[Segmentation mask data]
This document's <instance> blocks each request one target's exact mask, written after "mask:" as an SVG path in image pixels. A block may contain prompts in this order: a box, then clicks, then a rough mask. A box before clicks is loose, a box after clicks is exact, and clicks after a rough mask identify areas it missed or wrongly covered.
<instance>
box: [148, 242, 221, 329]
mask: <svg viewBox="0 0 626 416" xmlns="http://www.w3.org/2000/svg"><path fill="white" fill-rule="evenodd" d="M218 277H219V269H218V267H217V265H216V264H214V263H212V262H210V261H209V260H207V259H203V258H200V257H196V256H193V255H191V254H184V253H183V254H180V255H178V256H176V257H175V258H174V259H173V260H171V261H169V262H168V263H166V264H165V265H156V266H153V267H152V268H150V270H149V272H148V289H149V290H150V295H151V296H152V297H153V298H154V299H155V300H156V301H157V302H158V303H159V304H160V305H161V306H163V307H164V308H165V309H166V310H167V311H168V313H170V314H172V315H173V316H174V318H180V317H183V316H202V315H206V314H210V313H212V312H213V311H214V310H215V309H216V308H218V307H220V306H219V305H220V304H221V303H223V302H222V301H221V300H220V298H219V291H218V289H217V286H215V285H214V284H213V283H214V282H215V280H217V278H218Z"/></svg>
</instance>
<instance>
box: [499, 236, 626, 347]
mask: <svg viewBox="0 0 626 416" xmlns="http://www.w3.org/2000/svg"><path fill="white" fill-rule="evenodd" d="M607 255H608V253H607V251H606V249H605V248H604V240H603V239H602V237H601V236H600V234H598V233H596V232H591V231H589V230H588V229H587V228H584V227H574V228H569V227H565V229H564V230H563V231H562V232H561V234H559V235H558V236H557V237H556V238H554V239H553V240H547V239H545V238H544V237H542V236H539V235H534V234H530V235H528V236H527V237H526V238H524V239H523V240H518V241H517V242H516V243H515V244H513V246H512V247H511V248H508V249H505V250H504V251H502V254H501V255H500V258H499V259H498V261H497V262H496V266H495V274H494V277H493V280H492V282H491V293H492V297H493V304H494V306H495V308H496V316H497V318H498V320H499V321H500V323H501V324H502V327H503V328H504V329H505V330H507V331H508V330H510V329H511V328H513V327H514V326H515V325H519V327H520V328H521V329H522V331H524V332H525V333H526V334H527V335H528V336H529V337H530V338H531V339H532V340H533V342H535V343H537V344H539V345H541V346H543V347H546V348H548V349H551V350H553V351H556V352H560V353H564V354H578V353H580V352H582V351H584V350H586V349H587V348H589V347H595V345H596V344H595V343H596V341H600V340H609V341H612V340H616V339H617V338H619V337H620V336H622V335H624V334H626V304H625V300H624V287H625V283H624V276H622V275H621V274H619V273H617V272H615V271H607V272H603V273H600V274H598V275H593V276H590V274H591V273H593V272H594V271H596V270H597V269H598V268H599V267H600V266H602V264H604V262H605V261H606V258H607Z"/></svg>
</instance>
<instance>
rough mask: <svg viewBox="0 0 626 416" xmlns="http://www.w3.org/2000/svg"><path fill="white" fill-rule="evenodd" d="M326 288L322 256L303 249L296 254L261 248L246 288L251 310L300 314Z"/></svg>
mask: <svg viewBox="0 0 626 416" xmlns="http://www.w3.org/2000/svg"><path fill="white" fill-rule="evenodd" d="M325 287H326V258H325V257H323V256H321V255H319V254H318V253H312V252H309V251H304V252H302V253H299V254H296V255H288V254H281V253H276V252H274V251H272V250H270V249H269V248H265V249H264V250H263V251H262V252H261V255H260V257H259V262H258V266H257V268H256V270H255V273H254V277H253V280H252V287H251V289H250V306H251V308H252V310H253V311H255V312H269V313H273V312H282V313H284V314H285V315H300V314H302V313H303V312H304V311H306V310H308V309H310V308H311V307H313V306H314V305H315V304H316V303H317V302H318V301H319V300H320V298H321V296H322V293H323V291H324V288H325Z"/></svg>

==

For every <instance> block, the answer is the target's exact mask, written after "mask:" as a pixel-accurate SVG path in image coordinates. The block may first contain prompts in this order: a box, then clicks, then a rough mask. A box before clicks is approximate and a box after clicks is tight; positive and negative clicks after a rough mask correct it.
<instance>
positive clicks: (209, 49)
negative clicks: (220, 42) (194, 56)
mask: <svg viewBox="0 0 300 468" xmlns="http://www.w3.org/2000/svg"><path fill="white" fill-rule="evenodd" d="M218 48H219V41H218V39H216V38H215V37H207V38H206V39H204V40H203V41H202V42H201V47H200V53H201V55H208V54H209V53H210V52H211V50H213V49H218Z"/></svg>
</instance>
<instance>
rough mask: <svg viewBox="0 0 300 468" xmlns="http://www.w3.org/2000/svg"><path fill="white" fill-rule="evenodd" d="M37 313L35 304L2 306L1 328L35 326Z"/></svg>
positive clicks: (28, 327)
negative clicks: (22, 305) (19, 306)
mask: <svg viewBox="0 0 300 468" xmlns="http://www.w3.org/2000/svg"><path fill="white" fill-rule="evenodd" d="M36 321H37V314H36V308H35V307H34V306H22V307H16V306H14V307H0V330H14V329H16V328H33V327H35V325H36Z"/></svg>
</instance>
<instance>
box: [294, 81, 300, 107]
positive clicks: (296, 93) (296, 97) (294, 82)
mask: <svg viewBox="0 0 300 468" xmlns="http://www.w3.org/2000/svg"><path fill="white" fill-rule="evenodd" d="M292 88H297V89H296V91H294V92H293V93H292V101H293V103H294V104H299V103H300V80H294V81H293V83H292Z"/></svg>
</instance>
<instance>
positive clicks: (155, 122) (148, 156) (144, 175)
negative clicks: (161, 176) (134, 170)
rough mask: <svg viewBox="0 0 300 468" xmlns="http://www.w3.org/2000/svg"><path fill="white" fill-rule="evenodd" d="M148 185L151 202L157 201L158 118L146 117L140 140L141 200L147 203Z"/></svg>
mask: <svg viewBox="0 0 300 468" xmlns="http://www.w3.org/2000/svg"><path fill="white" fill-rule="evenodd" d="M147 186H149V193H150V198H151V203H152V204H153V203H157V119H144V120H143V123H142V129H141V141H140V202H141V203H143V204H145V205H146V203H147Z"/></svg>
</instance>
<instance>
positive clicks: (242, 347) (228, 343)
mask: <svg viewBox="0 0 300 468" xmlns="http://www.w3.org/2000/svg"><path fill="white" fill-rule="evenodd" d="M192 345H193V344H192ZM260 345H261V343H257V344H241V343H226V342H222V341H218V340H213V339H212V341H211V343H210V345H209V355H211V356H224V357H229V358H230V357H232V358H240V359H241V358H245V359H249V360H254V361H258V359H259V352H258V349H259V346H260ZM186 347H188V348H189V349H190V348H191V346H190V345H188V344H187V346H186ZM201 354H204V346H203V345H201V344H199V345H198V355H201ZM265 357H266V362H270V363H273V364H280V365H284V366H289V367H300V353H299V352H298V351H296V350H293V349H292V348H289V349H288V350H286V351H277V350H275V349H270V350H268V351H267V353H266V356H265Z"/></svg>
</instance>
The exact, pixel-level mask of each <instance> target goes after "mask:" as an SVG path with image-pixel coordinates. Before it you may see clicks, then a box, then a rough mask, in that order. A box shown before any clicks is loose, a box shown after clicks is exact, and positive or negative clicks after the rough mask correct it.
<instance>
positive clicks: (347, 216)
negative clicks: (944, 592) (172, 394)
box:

● What you need to do: Extract every line in the items above that contains the string "request", and copy each one out in full.

● Response to this exercise:
This document's <instance> blocks each request one target's exact mask, written after "mask:" as an SVG path in image pixels. A block may contain prompts in this order: a box, then clicks, then a rough mask. A box before clicks is loose, a box after clicks is exact, and clicks after a rough mask identify areas it missed or wrongly covered.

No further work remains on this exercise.